Since my blog is entire only on WordPress and I have no social media account except LinkedIn where I do not post anything. I rarely interact in social media. I preferred to stay out of it, since it was causing depression for me. I felt that my life was substandard compared to other people’s happiness overflowing lifestyle. I felt my post were desperately begging for attention which left a bad after taste for me. So, I walked out of the social media circle about five or six years back. Haven’t regret it so far.
If I apply for SEO Content writer or for the Digital Marketing team, then I have no idea where Social Media has advanced in so many years. Moreover, I am bored with SEO Content writing, seems more mechanical and cutthroat writing for a Search Engine which is going to be super rude to you. I honestly could not find a way to earn a living in the present scenario. The desire to get into a 9-5 job is not appealing one bit for me.
I am second guessing myself whenever I look at the various jobs listed in Naukri and LinkedIn. I simply cannot bring myself to apply even and even if I do, then the 5 years gap is too much to tide over for the company to even pick me as a prospective candidate. I have lost hope and feel less motivated to find a job for myself. When I ask myself what makes me happy then it would be writing carefree without censorship of my thoughts. Should not I take responsibility if I hurt someone in the process of self-expression. Hmmm…I never thought in those lines though.
My CNF has had one of the longest runs. I had started in 1988 and I continue to write with some sabbatical taken occasionally due to circumstances. My opinion pieces and book reviews have been a longer-term writing exercise which I religiously follow to date. So, if I am happy just writing once in a while and getting a like here and there, I think my life is done. I do not want anything more. Is that a career? Can I call it a career? Or mera career mera Ishtyle!

# DIRECTIVE 1:
Output the part of the records that begins with their first line and ends with the line containing "rough mask: <svg", with both of those lines included.
The blog post and the records that follow it come from unrelated sources.

# AVAILABLE DATA:
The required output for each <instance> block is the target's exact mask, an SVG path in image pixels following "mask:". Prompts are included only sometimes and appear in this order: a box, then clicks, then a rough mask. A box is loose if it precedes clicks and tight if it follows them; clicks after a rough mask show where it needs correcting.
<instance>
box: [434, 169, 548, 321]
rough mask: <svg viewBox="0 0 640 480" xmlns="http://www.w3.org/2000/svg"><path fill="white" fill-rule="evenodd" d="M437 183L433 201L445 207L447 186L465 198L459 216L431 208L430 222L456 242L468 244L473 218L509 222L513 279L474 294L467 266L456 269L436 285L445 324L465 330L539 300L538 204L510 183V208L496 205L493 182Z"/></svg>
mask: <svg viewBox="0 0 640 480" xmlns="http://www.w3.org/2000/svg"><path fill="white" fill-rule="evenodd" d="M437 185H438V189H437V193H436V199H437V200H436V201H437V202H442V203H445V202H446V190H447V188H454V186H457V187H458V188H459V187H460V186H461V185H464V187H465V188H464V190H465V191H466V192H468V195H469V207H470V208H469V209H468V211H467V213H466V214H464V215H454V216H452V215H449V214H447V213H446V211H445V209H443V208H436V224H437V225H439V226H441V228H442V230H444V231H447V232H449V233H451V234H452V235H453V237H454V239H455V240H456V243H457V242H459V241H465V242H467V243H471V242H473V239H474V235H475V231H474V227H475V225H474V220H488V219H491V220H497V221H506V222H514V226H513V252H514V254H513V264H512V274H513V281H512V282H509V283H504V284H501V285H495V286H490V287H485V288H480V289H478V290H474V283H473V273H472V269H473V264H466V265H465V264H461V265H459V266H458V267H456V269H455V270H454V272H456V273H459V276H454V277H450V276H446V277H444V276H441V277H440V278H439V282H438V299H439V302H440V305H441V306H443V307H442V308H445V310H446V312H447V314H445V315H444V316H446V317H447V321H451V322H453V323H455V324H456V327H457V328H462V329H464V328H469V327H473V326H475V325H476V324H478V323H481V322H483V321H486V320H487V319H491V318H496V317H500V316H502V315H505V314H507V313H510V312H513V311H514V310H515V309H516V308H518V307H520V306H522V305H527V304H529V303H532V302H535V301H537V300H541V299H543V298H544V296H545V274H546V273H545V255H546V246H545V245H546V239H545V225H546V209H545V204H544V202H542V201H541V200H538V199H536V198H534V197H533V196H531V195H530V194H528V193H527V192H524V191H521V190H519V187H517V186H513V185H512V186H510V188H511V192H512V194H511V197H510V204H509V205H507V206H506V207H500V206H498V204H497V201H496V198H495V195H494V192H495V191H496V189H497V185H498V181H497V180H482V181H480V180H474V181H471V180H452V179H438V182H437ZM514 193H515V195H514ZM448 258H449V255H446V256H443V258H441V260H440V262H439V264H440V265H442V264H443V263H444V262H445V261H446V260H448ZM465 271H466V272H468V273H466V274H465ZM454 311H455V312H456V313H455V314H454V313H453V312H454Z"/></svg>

# DIRECTIVE 2:
For each statement about the blog post, answer yes or no according to the post, and quote its deciding words: (a) The writer stopped using social media about five or six years ago. (b) The writer finds SEO content writing engaging. (c) The writer began writing CNF in 1998.

# EXPECTED ANSWER 1:
The required output for each <instance> block is the target's exact mask, an SVG path in image pixels following "mask:". Prompts are included only sometimes and appear in this order: a box, then clicks, then a rough mask. A box is loose if it precedes clicks and tight if it follows them; clicks after a rough mask show where it needs correcting.
<instance>
box: [434, 169, 548, 321]
rough mask: <svg viewBox="0 0 640 480" xmlns="http://www.w3.org/2000/svg"><path fill="white" fill-rule="evenodd" d="M437 183L433 201L445 207L447 186L465 198L459 216L431 208L430 222L456 242L468 244L473 218L509 222L513 279L474 294L467 266L456 269L436 285L445 324L465 330L539 300L538 204L510 183V208L496 205L493 182Z"/></svg>

# EXPECTED ANSWER 2:
(a) Yes: "So, I walked out of the social media circle about five or six years back."
(b) No: "I am bored with SEO Content writing"
(c) No: "I had started in 1988"